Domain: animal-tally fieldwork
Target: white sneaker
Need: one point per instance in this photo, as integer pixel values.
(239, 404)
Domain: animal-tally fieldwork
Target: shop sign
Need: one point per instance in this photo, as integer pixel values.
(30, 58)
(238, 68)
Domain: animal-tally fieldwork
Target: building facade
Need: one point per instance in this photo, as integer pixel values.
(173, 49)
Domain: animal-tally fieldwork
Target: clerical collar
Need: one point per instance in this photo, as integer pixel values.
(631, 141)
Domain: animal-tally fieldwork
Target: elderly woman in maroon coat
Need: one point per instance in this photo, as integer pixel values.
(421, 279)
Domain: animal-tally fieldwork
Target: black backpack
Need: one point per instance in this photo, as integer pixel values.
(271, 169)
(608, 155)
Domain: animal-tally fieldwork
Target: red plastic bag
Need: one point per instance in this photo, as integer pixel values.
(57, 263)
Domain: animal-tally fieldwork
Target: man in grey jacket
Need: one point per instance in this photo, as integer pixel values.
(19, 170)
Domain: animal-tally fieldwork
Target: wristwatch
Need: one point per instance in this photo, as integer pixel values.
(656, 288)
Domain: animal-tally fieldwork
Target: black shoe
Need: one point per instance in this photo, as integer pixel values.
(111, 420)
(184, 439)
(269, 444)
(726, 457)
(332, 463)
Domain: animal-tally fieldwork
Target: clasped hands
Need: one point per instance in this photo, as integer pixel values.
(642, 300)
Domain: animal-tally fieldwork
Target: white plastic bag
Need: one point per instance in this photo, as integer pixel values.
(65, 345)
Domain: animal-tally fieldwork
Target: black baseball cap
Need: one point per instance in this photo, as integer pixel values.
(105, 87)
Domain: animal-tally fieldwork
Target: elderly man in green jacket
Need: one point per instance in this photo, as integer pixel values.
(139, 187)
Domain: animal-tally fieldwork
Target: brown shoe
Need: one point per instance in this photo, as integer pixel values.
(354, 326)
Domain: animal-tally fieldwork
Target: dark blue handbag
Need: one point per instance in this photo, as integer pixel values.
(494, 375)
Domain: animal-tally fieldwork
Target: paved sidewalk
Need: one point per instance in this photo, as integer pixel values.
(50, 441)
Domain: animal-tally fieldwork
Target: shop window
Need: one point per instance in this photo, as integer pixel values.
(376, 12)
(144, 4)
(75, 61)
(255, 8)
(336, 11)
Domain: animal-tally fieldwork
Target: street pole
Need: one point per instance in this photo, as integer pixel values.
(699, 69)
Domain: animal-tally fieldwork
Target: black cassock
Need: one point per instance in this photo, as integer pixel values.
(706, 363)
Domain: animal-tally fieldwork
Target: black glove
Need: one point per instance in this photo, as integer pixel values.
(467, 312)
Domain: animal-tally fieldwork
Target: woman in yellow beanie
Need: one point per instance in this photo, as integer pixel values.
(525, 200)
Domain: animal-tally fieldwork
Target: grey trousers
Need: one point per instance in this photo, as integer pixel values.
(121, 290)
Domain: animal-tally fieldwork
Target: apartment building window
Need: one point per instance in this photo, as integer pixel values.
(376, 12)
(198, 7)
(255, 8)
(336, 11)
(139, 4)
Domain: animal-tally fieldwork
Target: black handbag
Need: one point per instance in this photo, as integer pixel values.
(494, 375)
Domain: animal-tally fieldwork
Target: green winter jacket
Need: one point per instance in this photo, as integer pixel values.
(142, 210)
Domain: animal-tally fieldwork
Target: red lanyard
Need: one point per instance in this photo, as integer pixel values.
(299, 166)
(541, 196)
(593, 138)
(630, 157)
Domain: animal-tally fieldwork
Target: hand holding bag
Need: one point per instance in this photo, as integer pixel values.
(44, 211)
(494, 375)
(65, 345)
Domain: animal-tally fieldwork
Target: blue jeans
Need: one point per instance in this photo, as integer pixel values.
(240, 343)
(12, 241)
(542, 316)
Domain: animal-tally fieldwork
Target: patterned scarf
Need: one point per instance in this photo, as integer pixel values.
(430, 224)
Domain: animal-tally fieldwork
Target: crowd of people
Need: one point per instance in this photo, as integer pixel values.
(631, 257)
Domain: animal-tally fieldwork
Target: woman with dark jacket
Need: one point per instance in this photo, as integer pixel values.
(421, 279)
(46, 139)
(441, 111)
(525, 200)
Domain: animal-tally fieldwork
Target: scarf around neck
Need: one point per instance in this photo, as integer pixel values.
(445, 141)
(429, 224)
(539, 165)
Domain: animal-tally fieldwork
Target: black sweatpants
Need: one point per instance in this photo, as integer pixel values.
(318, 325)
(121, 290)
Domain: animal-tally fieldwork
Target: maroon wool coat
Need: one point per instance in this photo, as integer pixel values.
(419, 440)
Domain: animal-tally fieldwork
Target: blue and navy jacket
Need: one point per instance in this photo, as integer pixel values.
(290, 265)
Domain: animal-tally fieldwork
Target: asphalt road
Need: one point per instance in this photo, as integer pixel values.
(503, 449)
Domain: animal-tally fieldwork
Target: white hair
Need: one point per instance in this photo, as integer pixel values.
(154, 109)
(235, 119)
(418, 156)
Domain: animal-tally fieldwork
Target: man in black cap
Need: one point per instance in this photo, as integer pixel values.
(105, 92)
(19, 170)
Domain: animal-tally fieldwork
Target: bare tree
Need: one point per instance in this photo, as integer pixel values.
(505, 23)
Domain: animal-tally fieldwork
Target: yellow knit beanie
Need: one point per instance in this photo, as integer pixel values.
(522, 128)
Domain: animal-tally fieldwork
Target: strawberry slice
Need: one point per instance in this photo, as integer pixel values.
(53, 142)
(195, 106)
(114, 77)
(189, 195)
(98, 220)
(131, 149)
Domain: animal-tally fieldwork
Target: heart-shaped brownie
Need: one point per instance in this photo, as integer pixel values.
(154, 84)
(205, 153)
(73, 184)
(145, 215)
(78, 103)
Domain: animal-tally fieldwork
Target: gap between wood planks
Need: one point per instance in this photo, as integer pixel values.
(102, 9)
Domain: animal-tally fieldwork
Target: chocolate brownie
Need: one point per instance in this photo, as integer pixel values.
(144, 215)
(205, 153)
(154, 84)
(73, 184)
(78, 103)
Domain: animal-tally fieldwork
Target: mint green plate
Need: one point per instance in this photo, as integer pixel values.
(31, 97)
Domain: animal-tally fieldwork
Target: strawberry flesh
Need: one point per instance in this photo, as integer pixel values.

Stated problem: In this exercise, repeat all entries exactly.

Result:
Domain: animal-tally fieldwork
Target: white sneaker
Need: one point per instance in this photo, as integer pixel values.
(239, 404)
Domain: animal-tally fieldwork
Target: shop sign
Need: one point per instance in this photo, as integer pixel values.
(30, 58)
(238, 68)
Domain: animal-tally fieldwork
Target: building facade
Need: one point per instance in this photo, as integer pixel values.
(173, 49)
Domain: animal-tally fieldwork
Target: clerical collar
Need: one point per instance in this photo, as integer pixel values.
(631, 141)
Domain: animal-tally fieldwork
Target: elderly woman in maroon coat
Need: one point per instance in this photo, as integer pixel values.
(421, 279)
Domain: animal-tally fieldwork
Target: black backpack
Need: one point per instance in this photo, as integer pixel values.
(271, 169)
(608, 155)
Domain: animal-tally fieldwork
Target: red plastic bag
Need: one point per instance in this photo, as integer pixel values.
(57, 263)
Domain: animal-tally fieldwork
Target: man in grey jacket
Need: one point per instance in this photo, as integer pixel values.
(19, 170)
Domain: animal-tally fieldwork
Target: wristwatch
Need: one point per instance in this photo, as integer pixel values.
(656, 288)
Domain: animal-tally fieldwork
Target: black shoe
Need: one point per instance in this photo, as integer pixel values.
(111, 420)
(184, 439)
(269, 444)
(726, 457)
(332, 463)
Domain: animal-tally fieldwork
Target: clasped hands
Need: one point per instance in this photo, as integer pixel values.
(642, 300)
Domain: animal-tally fieldwork
Target: white plastic bag
Need: one point per instance in this photo, as integer pixel values.
(65, 345)
Domain: animal-tally fieldwork
Target: black baseball cap
Need: one point per instance in this photo, as integer pixel values.
(105, 87)
Domain: animal-tally fieldwork
Target: elderly man in green jacket
Need: one point per instance in this photo, as integer pixel values.
(139, 187)
Domain: animal-tally fieldwork
Target: brown shoe
Need: one point per instance in this photo, as integer pixel values.
(354, 326)
Domain: animal-tally fieldwork
Target: dark blue handbag
Need: one point per instance in this photo, as integer pixel values.
(494, 375)
Domain: animal-tally fieldwork
Target: paved sidewalk
Need: one point per instance in this photo, as integer pixel values.
(50, 441)
Domain: animal-tally fieldwork
Target: shop window
Need: one point per instance in this photo, as integer pixel values.
(376, 12)
(144, 4)
(75, 61)
(255, 8)
(336, 11)
Domain: animal-tally fieldwork
Target: street pole
Need: one point per instance in this photo, as integer pixel values.
(699, 69)
Domain: animal-tally fieldwork
Target: black cassock
Need: one point per instance in this photo, as integer pixel values.
(706, 363)
Domain: animal-tally fieldwork
Target: black glove
Need: one point per instance in this photo, as integer pixel values.
(467, 312)
Domain: animal-tally fieldwork
Target: woman in yellow beanie
Need: one point per instance in this photo, as integer pixel values.
(525, 200)
Domain: animal-tally fieldwork
Target: grey trousers
Need: one point per instance in this photo, as integer pixel values.
(121, 290)
Domain: animal-tally fieldwork
Target: apartment building window
Need: one point per instance in this photo, as integer pixel values.
(376, 12)
(198, 7)
(255, 8)
(336, 11)
(139, 4)
Domain: animal-tally fieldwork
Target: black handbag
Need: one point per instance in this photo, as integer pixel values.
(494, 375)
Domain: animal-tally fieldwork
Target: green winter jacket
Need: one point per instance in this photo, as integer pixel values.
(142, 210)
Domain: animal-tally fieldwork
Target: red lanyard
Need: one point per instance in this photo, as integer pixel values.
(299, 166)
(541, 196)
(593, 138)
(630, 157)
Domain: animal-tally fieldwork
Target: hand holding bag
Need: one point per instance in this photo, as integer pixel values.
(44, 211)
(494, 375)
(65, 345)
Domain: animal-tally fieldwork
Target: blue jeans
Need: one point per instance in this photo, as integer pixel values.
(240, 343)
(12, 241)
(542, 316)
Domain: animal-tally fieldwork
Target: patterned scarf
Need: one point per instance in this photo, as integer pixel values.
(430, 224)
Domain: animal-tally fieldwork
Target: crowd of people
Need: one point per instance in this photo, as integer pixel values.
(631, 257)
Domain: animal-tally fieldwork
Target: woman with dark jacket
Need: one point per instance in this photo, as integer pixel values.
(421, 279)
(46, 139)
(441, 111)
(525, 200)
Domain: animal-tally fieldwork
Target: scarf around neck
Need: one point per instance in this photo, as integer pixel values.
(445, 141)
(429, 224)
(539, 165)
Domain: animal-tally fieldwork
Target: black sweatpants
Need: one point per instance in this photo, as integer pixel values.
(318, 325)
(121, 290)
Domain: animal-tally fieldwork
Target: maroon wool coat
Need: one point per instance in this photo, as integer pixel values.
(419, 440)
Domain: animal-tally fieldwork
Target: blue and navy jacket
Need: one point per instance in this photo, as integer pixel values.
(290, 265)
Domain: animal-tally fieldwork
Target: asphalt road
Need: one point per instance in this photo, as integer pixel values.
(503, 449)
Domain: animal-tally fieldwork
Target: white hair
Need: one point per instance in this photo, as integer pixel values.
(154, 109)
(235, 119)
(418, 156)
Domain: animal-tally fieldwork
Target: man in black cap
Need: one point per instance in this photo, as integer pixel values.
(105, 92)
(19, 170)
Domain: animal-tally fieldwork
Target: bare tree
Need: one point per instance in this photo, as integer pixel values.
(505, 23)
Domain: animal-tally fieldwork
Target: yellow knit beanie
Need: one point per instance in this photo, as integer pixel values.
(522, 128)
Domain: animal-tally fieldwork
Target: strawberry slice
Need: one point per instance in this photo, as integer pixel values.
(53, 142)
(195, 106)
(114, 77)
(189, 195)
(98, 220)
(131, 149)
Domain: animal-tally fieldwork
Target: heart-shaped brownie
Need: one point per instance in this photo, as integer pixel values.
(154, 84)
(205, 153)
(73, 184)
(145, 215)
(78, 103)
Domain: animal-tally fieldwork
Target: gap between wood planks
Need: one point per instance in this photo, as integer pixel values.
(102, 9)
Domain: animal-tally fieldwork
Target: chocolate brownie
Need: one point per instance in this photo, as integer pixel values.
(144, 215)
(205, 153)
(154, 84)
(73, 184)
(78, 103)
Domain: animal-tally fieldwork
Target: mint green plate
Need: one point per instance in this photo, as integer pixel values.
(31, 97)
Domain: animal-tally fieldwork
Target: strawberry flesh
Need: one point per instance in this photo, as integer pixel values.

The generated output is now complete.